→ TASK INSTRUCTIONS:
Print every entry exactly as it appears, but skip the pictures.

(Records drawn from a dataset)
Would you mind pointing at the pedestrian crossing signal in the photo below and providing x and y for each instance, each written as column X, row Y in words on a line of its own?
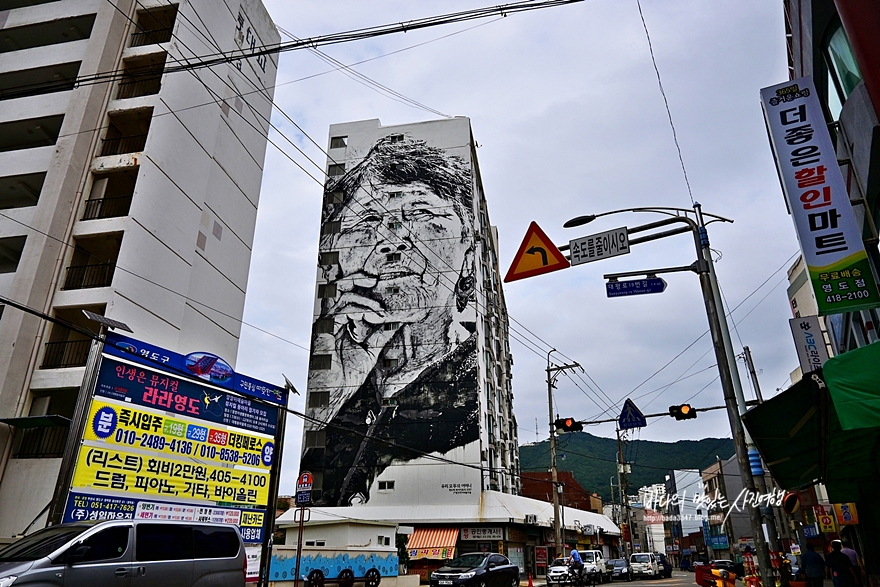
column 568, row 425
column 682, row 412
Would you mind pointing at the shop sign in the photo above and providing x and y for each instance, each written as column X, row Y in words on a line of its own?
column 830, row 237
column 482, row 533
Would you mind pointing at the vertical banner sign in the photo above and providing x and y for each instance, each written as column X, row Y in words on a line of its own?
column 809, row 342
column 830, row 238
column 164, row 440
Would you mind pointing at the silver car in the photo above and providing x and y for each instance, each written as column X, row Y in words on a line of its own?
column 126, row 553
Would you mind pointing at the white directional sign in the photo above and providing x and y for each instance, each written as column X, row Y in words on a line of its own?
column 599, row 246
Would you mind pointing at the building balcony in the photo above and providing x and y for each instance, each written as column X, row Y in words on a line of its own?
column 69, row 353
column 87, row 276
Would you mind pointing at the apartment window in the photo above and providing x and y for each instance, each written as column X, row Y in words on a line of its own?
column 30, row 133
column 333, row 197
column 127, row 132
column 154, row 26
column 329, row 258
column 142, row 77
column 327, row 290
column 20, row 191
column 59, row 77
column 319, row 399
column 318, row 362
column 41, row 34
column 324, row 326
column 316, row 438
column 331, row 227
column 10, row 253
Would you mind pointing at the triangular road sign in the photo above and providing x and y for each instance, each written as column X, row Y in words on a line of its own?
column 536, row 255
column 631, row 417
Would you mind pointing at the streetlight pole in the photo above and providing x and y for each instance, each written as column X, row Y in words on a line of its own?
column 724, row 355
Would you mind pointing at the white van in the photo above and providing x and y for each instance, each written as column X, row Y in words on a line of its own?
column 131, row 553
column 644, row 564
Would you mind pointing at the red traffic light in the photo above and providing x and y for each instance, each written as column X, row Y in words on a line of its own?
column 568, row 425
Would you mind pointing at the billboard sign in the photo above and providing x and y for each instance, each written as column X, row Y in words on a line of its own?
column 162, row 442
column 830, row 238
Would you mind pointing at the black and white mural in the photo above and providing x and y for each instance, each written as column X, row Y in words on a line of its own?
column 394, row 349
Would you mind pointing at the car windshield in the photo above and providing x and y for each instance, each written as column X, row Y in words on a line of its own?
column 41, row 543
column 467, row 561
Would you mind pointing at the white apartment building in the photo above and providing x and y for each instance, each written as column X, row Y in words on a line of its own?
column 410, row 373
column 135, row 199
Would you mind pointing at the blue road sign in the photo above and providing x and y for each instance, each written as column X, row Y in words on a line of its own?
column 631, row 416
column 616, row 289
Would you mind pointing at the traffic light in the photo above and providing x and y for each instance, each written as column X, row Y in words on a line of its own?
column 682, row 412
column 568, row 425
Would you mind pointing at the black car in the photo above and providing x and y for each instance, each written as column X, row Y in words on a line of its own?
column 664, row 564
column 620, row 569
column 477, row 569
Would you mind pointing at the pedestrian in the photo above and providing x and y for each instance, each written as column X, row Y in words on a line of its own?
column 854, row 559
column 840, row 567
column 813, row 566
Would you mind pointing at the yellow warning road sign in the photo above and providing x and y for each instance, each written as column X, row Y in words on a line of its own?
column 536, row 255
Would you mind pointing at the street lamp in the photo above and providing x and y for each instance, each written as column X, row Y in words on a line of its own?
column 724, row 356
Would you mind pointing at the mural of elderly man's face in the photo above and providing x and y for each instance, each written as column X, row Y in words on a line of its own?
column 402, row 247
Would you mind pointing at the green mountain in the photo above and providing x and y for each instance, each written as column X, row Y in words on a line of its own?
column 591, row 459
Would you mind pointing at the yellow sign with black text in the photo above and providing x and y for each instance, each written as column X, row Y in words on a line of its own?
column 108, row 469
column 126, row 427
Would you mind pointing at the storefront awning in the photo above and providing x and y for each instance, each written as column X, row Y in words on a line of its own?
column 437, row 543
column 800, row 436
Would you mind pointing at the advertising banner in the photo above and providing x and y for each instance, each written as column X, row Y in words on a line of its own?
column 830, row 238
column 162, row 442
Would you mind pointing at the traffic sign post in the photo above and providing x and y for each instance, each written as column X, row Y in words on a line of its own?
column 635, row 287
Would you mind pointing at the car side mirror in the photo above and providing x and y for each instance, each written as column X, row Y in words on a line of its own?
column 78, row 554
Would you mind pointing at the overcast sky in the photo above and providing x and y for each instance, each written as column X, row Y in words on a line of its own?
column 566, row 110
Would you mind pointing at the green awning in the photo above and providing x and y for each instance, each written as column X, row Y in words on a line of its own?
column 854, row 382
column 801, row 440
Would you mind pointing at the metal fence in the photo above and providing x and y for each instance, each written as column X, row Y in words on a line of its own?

→ OUTPUT BELOW:
Would you mind pointing at the pedestrian crossing signal in the photo below and providing x and y for each instance, each written as column X, row Y in words on a line of its own?
column 568, row 425
column 682, row 412
Would you mind pointing at the shop sign in the photo above and providing x and y for each instance, each written as column X, row Y in words on a line of its own?
column 830, row 237
column 482, row 533
Would you mind pointing at the vertical banner sign in the photo above and providing x and y for each instance, each written as column X, row Y in words on a line of its own?
column 809, row 342
column 830, row 238
column 164, row 440
Would you mind pointing at the silver car in the photo above and providing x and y for each instance, each written as column X, row Y in words on a line of its own?
column 126, row 553
Would you mind pointing at the white directional sign in the photo above and providing x and y for each instance, each written as column X, row Y in words on a line of its own?
column 599, row 246
Would you mind pointing at the building balcony in the photo above and providing x and y for each instance, each written as column X, row Y in words on a line of its own?
column 69, row 353
column 87, row 276
Would you mind pointing at the apartment window in the photo above and providing x and y for each instance, each written as column X, row Y in words on a line of its own?
column 30, row 133
column 333, row 197
column 127, row 132
column 154, row 26
column 329, row 258
column 142, row 77
column 327, row 290
column 20, row 191
column 59, row 77
column 319, row 399
column 318, row 362
column 41, row 34
column 324, row 326
column 316, row 438
column 331, row 227
column 10, row 253
Would you mind pointing at the triangular road sign in the photo above and providing x and y for each instance, each written as column X, row Y in words on a line of its own?
column 536, row 255
column 631, row 417
Would you mind pointing at the streetlight pole in the photo above and providing x and y for each instance, each written as column X, row Y in words on a line of its own?
column 724, row 355
Would you mind pointing at the white van in the photo above and providing x and y for each instance, each written as column X, row Y in words on a line of its own?
column 131, row 553
column 644, row 564
Would you mind pointing at the red traffic light in the photo above and providing x and y for each instance, each written as column X, row Y in words on a line of its own?
column 568, row 425
Would you mind pointing at the billboard sign in the photo above and providing x and y for each instance, each written as column X, row Y in words on a line of its own?
column 162, row 442
column 830, row 238
Would you mind pointing at the black and white mural in the photo above and providing x and y for each instance, each written as column X, row Y in words on a line of its own?
column 394, row 349
Would you mind pointing at the car windshield in the photo above and providing x and y for each instance, each written as column X, row Y in words on a line of its own?
column 41, row 543
column 467, row 561
Would you mind pointing at the white apartment building in the photo above and providing x and y for each instance, each written as column X, row Y in words on a line of its own?
column 410, row 373
column 135, row 199
Would you mind pointing at the blue road sign in the photo above and providing x and y for each instance, each written as column X, row Y in words on a line of its own?
column 631, row 416
column 616, row 289
Would you mind pointing at the traffic light in the photo above and providing x and y for each instance, each written as column X, row Y in words on a line of its own?
column 682, row 412
column 568, row 425
Would you mind pointing at the black car in the photo above and providing x and y for each instance, each written as column X, row Y in words on a line of its own?
column 664, row 564
column 620, row 569
column 477, row 569
Would you mind pointing at the pedestrian in the photo above and providing x and y for each instance, each written as column X, row Y in words on a line of its own?
column 854, row 559
column 840, row 567
column 813, row 566
Would you mind pointing at the yellow warning road sign in the photo above and providing x and y for each instance, each written as column X, row Y in words on a line of its own?
column 536, row 255
Would you mind pointing at the street lamp in the photo above and providing x and y for each instance, each written as column X, row Y in words on a line of its own?
column 724, row 356
Would you mind pointing at the mural of elderly man's face in the photo above and providing x and y for each instance, each written as column X, row Y in words on a line of its own?
column 402, row 247
Would you mind pointing at the green mountain in the photo above and providing x and y for each instance, each written as column X, row Y in words on a line of its own?
column 591, row 459
Would you mind pointing at the yellow sign with black text in the photo above and providing x and y for each instance, each written as column X, row Y in words on a line of its own?
column 108, row 469
column 126, row 427
Would you mind pointing at the storefront awning in the photo above and providing x and y for each instance, each written as column X, row Y in words on a line of its own?
column 437, row 543
column 800, row 436
Would you mind pointing at the advertising banner in the photo above and providing x and y for each instance, each written as column X, row Y in words on a line of its own?
column 830, row 238
column 162, row 442
Would you mind pointing at the traffic sign post in the photo above and providing x and y for each instance, each written as column X, row Y in words on a line of its own?
column 635, row 287
Would you mind pointing at the car side mirror in the photo above and providing x and y for each instance, each written as column X, row Y in words on a line of its own?
column 78, row 554
Would you mind pointing at the overcast sky in the photo above and providing x and y for each instance, each written as column X, row Y in words on a line of its own?
column 566, row 110
Would you mind pointing at the green awning in the photo above and providing x and y for each instance, each written as column X, row Y in words on a line of its own?
column 854, row 382
column 801, row 440
Would you mind pointing at the metal fence in the photo above and providing x and y for each instance, each written as column X, row Y in words on a line of its own?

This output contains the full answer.